#### WHAT IS BEING ASKED:
Copy word for word each line from the one that has "The resolver MUST return, for each instance of the lower" to the last line of the records, with no other lines.

#### EXTRACTED RECORDS:
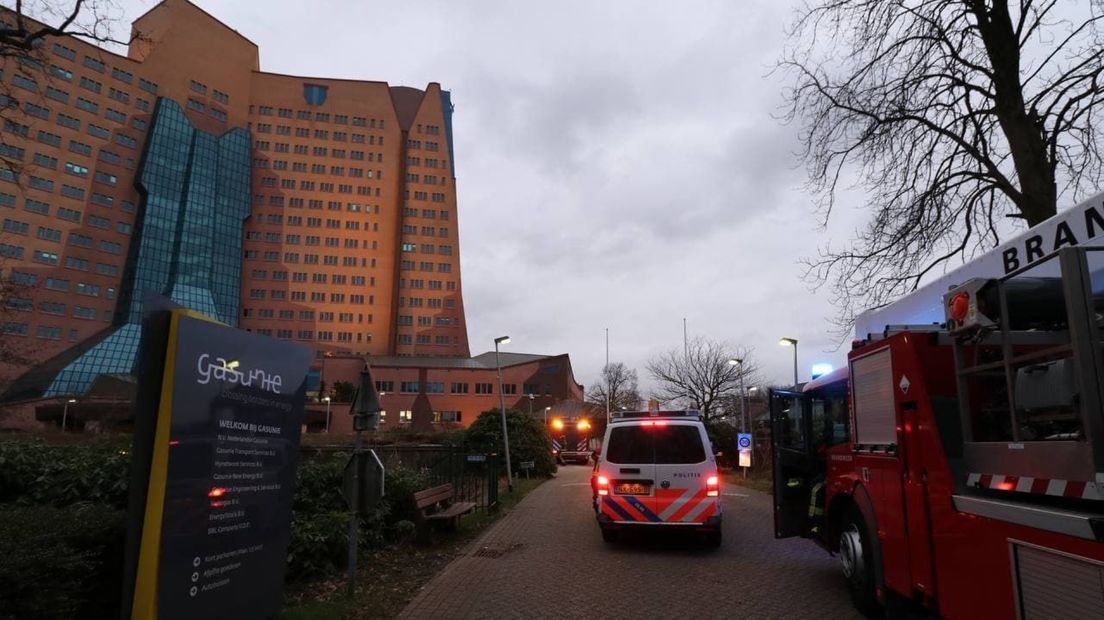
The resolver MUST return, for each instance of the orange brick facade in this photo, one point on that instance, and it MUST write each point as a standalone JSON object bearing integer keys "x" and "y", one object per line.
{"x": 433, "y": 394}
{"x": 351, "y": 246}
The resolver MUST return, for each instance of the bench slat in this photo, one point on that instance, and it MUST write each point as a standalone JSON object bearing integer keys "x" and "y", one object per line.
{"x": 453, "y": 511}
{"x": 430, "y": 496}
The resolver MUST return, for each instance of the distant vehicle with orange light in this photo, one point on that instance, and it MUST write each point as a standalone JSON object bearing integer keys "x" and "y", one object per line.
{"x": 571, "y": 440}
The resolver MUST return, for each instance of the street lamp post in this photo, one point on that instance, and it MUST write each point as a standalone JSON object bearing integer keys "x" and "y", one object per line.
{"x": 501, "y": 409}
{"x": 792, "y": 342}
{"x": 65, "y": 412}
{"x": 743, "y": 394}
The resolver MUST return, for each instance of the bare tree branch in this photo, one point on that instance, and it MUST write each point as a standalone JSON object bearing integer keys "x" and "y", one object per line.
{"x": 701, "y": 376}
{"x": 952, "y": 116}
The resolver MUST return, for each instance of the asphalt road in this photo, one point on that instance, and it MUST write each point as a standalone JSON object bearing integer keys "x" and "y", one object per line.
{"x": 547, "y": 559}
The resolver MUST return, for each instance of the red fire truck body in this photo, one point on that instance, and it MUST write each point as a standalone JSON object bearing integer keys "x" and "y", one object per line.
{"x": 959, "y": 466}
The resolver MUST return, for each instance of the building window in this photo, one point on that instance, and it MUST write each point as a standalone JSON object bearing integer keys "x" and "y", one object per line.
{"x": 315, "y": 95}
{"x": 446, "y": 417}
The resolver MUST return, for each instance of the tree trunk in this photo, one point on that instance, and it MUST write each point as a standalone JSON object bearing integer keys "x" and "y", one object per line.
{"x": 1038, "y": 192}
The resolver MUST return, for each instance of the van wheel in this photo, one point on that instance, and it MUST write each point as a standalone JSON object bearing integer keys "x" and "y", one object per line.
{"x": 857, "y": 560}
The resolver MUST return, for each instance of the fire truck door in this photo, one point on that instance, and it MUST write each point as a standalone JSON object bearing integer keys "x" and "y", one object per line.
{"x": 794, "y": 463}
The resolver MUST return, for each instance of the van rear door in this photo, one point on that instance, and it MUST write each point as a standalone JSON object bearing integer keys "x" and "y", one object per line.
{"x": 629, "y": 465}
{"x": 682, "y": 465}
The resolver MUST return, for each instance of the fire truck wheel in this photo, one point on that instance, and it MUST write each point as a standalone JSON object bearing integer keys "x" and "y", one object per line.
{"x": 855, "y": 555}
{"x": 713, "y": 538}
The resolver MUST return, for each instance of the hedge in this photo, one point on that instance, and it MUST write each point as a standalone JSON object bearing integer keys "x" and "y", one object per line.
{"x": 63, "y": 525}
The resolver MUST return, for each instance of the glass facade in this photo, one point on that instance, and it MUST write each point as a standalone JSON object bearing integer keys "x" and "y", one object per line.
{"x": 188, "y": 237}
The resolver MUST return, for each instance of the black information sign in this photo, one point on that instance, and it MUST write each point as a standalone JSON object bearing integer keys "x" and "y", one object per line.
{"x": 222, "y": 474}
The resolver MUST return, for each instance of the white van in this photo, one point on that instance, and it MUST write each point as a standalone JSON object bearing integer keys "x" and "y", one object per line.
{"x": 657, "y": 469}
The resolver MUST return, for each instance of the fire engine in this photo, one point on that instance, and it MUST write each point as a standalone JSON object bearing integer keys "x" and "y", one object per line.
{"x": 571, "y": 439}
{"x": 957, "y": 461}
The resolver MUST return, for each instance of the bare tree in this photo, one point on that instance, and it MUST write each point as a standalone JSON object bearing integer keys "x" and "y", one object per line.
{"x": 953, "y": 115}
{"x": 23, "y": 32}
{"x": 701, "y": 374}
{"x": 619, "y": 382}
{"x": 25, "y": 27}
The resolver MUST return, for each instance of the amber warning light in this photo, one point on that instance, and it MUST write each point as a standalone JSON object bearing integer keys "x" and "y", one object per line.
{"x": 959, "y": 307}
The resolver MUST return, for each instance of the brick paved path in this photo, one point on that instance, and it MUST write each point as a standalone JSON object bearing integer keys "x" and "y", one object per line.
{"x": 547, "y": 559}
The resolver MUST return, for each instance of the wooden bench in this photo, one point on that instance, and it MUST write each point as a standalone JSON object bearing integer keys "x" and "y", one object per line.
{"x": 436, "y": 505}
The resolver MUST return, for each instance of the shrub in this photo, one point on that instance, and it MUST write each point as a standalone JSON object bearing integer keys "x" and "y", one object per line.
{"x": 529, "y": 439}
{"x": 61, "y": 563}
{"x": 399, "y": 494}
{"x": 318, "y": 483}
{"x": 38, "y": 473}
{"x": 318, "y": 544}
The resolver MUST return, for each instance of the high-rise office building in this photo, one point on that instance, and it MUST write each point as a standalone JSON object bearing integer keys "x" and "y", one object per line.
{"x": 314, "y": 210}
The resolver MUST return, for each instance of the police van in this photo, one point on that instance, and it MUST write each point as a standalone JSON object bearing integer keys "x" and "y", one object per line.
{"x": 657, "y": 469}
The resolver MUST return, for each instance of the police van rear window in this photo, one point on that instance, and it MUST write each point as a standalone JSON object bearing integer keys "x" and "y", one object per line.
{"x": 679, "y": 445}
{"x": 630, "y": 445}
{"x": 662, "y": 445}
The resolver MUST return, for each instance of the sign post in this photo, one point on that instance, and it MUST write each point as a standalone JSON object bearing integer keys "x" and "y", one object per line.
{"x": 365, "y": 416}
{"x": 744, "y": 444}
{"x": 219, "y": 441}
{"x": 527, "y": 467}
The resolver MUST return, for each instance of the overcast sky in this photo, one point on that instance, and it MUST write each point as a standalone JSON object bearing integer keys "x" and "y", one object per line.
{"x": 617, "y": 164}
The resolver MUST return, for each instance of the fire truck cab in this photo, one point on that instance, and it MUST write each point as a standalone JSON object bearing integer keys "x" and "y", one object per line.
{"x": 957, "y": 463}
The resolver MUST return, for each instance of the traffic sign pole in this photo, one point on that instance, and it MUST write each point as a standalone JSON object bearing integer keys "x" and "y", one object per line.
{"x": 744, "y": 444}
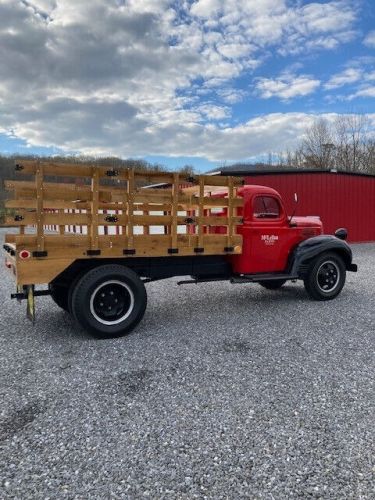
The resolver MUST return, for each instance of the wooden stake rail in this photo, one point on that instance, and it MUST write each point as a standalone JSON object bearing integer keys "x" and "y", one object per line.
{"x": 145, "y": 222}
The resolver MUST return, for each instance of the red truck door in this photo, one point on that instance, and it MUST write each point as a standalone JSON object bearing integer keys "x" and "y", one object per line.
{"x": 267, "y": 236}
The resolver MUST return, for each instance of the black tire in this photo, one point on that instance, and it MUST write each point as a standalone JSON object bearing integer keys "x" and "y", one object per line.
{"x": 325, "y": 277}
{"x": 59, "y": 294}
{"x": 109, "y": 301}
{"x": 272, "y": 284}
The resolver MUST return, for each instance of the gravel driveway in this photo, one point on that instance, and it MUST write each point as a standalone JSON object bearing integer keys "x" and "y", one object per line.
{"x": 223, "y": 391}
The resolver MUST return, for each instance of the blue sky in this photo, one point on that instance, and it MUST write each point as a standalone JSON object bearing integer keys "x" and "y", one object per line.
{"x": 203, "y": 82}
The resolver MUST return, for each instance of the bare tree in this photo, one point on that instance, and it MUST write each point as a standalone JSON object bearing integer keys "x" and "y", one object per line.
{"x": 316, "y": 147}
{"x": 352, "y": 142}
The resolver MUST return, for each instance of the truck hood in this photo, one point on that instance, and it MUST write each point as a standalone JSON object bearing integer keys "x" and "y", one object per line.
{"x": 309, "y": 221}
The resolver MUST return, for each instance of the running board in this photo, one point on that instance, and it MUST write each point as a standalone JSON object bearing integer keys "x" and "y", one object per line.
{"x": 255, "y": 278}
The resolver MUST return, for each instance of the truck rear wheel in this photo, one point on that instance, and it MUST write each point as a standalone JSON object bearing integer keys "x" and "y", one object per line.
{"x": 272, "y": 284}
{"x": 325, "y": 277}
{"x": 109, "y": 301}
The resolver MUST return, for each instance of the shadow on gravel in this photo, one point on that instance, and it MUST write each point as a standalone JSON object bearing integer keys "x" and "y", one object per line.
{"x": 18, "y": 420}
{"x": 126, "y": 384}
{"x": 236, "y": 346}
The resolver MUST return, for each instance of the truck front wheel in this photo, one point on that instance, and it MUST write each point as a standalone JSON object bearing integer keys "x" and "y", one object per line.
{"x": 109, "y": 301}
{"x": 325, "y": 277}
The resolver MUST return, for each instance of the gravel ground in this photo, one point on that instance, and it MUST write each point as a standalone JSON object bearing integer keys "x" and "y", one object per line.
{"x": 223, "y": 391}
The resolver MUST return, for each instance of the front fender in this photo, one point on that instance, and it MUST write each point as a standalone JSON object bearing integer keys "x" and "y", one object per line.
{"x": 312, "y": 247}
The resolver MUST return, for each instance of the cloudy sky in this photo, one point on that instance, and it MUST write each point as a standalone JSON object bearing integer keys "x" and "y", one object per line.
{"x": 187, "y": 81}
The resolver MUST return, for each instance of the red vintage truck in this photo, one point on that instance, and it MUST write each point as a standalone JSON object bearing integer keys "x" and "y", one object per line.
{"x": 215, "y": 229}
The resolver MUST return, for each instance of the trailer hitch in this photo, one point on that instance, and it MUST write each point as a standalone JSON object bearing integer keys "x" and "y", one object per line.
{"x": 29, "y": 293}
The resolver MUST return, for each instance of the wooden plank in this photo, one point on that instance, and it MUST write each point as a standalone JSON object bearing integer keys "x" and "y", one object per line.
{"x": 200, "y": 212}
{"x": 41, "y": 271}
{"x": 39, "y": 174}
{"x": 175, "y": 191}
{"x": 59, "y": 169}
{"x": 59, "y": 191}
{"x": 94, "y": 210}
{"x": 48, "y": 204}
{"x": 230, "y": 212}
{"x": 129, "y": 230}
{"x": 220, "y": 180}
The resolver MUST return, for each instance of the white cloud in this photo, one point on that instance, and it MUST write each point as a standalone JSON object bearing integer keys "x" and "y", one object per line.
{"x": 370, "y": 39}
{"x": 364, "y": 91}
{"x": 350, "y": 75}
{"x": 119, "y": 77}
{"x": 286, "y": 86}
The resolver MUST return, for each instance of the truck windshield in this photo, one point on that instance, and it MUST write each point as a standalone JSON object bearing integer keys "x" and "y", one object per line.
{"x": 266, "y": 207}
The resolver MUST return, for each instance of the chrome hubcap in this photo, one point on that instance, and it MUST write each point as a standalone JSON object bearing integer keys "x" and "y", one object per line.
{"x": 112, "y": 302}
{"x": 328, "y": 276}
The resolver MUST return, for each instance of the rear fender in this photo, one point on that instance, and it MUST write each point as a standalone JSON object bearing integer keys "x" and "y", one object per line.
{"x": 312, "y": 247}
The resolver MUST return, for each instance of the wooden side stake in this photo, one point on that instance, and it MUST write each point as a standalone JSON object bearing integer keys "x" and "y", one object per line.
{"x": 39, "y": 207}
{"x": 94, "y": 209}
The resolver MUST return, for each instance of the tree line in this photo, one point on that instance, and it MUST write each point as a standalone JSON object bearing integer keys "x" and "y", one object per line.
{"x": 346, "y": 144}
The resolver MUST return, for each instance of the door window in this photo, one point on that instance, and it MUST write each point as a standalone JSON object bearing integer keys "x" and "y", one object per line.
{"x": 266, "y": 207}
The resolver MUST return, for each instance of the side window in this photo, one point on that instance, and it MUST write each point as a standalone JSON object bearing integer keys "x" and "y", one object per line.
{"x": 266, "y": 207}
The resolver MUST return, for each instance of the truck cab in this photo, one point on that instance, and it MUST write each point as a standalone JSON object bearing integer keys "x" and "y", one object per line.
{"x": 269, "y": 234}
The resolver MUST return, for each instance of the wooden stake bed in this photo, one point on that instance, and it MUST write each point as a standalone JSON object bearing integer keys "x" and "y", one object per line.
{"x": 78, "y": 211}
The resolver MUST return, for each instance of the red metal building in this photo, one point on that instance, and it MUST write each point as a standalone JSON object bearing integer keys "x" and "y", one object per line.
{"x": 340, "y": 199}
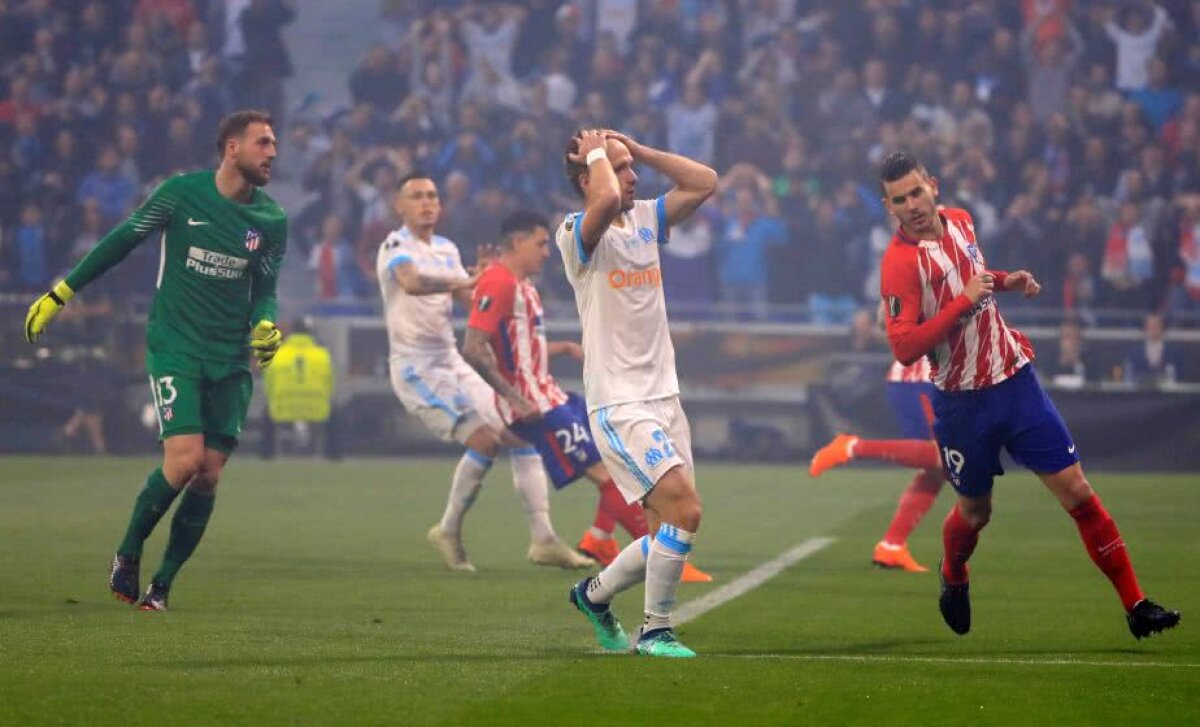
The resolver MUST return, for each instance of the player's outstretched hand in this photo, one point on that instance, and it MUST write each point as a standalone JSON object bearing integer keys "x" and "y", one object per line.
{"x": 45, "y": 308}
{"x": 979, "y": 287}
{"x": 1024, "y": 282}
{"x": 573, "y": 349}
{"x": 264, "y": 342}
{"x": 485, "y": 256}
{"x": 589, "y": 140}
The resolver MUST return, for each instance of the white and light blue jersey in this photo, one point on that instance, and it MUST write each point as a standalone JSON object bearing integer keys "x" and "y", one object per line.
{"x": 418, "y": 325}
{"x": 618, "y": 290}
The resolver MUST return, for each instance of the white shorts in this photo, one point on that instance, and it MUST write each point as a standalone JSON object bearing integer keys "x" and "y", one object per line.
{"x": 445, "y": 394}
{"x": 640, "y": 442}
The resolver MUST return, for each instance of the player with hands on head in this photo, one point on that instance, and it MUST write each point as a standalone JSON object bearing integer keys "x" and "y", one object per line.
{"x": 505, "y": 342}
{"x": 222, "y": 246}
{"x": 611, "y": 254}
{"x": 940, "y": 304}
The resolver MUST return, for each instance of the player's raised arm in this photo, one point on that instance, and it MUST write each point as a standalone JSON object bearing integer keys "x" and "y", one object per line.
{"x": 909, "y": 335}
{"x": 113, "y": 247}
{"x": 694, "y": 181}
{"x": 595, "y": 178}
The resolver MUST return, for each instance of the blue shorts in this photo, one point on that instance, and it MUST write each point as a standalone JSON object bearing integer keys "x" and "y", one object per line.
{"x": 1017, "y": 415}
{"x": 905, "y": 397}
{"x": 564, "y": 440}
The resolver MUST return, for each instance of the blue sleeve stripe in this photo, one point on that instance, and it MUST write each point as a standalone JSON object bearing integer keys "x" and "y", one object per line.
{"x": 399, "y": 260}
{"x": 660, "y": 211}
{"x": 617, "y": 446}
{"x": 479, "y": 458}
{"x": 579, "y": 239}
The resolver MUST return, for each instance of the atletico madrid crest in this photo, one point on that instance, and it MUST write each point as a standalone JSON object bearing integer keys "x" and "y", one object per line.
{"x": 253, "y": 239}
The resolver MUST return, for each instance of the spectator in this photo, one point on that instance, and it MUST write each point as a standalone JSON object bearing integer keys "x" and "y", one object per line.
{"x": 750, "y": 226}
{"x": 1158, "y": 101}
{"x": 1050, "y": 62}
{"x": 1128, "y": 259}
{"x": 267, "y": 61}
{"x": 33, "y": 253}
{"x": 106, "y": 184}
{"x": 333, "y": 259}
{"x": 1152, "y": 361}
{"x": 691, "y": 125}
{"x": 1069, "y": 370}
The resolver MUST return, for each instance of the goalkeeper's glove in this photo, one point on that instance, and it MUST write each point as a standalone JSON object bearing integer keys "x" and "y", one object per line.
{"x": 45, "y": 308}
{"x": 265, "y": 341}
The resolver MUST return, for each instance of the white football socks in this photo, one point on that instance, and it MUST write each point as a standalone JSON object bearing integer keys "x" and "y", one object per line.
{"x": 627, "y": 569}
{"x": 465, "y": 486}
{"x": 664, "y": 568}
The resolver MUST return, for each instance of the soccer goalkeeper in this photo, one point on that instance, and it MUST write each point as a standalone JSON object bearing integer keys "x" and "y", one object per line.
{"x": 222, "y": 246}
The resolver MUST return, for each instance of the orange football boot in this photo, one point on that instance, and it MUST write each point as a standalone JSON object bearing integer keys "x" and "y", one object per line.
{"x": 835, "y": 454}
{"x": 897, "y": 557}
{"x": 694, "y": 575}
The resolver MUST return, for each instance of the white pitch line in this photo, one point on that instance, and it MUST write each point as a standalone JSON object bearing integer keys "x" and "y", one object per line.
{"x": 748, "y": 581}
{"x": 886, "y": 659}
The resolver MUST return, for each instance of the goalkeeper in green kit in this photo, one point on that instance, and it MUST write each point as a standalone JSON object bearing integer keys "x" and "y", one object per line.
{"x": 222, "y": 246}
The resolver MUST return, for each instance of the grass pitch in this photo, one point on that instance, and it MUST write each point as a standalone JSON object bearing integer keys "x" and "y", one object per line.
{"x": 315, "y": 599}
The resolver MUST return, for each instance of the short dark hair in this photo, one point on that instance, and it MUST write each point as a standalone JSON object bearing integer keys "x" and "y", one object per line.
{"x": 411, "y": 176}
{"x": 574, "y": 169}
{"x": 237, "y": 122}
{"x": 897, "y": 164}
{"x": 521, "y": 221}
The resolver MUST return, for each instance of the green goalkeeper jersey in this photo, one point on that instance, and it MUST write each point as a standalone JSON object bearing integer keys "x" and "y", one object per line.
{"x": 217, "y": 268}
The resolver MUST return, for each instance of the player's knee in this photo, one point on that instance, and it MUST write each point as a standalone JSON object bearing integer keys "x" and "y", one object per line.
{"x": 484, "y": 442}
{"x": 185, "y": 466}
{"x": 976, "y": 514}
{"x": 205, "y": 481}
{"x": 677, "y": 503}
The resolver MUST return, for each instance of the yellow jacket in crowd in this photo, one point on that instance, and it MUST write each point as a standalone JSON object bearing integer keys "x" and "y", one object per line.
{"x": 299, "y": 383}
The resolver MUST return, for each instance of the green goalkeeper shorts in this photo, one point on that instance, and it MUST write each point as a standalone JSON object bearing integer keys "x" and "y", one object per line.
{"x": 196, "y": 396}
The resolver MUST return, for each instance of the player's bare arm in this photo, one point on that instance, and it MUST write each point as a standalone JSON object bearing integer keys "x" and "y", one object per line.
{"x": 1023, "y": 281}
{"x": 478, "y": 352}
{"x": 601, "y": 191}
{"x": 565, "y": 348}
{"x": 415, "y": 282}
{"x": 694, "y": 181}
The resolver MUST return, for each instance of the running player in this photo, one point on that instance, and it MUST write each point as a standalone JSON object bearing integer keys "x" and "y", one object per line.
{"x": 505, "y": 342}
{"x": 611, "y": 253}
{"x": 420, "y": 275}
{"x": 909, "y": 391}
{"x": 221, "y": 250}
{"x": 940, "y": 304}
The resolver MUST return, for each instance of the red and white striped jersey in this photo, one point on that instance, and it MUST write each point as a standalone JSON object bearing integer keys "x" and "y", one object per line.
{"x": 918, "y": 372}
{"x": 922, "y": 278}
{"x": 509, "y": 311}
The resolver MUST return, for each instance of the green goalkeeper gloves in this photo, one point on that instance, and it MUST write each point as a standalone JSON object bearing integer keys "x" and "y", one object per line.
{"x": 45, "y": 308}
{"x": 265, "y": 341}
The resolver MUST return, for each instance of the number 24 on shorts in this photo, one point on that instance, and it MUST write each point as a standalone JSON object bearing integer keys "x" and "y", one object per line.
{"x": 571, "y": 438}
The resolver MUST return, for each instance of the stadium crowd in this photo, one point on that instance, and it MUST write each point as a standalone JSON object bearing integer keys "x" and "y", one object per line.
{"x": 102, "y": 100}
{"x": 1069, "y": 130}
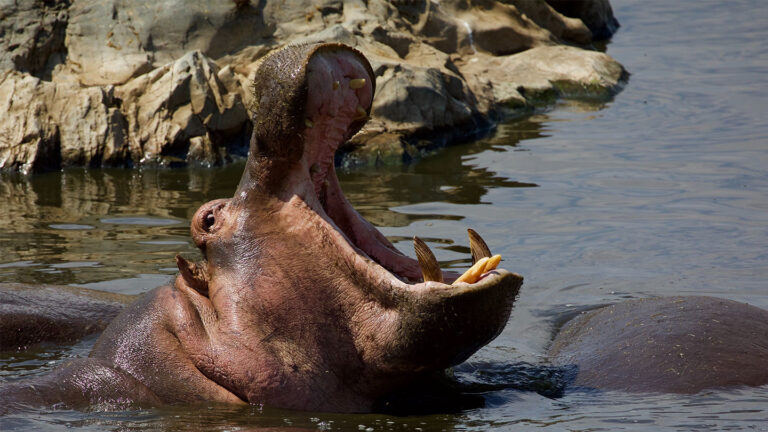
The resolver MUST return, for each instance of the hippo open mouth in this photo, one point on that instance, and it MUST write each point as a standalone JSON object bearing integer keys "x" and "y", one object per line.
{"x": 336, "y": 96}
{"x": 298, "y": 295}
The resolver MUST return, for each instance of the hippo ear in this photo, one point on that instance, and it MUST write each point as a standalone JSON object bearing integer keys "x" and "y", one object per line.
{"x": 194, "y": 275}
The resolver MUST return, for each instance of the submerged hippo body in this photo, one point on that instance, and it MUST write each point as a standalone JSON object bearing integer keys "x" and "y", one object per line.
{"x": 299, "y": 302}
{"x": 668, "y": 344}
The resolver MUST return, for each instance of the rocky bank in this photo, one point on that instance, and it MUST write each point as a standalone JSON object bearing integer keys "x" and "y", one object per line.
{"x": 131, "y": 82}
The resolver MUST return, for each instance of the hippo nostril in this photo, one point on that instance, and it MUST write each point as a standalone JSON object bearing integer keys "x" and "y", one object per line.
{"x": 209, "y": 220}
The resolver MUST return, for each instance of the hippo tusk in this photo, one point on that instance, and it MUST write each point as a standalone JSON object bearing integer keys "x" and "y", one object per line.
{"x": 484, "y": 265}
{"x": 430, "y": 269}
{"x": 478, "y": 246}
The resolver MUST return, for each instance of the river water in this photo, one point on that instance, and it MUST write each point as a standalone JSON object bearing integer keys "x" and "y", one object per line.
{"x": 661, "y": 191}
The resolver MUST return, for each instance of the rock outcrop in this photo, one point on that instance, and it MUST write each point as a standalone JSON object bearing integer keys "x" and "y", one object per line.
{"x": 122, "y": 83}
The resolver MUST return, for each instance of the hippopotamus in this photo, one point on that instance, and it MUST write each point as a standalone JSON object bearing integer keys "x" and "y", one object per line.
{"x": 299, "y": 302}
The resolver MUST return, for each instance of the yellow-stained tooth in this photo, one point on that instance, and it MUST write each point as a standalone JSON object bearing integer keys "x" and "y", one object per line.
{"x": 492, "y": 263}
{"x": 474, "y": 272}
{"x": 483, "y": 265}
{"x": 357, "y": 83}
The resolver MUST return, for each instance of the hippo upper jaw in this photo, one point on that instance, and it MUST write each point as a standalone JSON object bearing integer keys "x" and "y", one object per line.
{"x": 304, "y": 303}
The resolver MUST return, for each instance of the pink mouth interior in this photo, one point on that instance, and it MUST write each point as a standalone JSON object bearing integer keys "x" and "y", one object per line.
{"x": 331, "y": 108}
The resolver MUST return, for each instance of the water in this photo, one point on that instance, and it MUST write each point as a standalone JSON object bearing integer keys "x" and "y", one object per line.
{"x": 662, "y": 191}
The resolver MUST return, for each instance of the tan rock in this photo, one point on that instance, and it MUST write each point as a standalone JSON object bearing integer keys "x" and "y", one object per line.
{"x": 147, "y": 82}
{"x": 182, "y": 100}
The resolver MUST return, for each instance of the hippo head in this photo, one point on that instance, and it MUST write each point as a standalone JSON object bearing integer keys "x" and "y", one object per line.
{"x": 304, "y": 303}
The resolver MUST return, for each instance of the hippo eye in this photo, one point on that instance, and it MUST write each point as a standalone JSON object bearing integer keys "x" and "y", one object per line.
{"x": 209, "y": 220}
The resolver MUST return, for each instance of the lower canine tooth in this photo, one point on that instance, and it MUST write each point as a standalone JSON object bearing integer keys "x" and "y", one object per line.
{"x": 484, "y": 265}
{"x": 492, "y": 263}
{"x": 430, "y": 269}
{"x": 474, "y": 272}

#### REPLY:
The resolver MUST return, for each instance of the lower canine tooth in this photo, one point on that instance, and it MUST write each point as a standalone JSON object bearing integer keys "x" and "y", one object per line.
{"x": 484, "y": 265}
{"x": 492, "y": 263}
{"x": 430, "y": 269}
{"x": 474, "y": 272}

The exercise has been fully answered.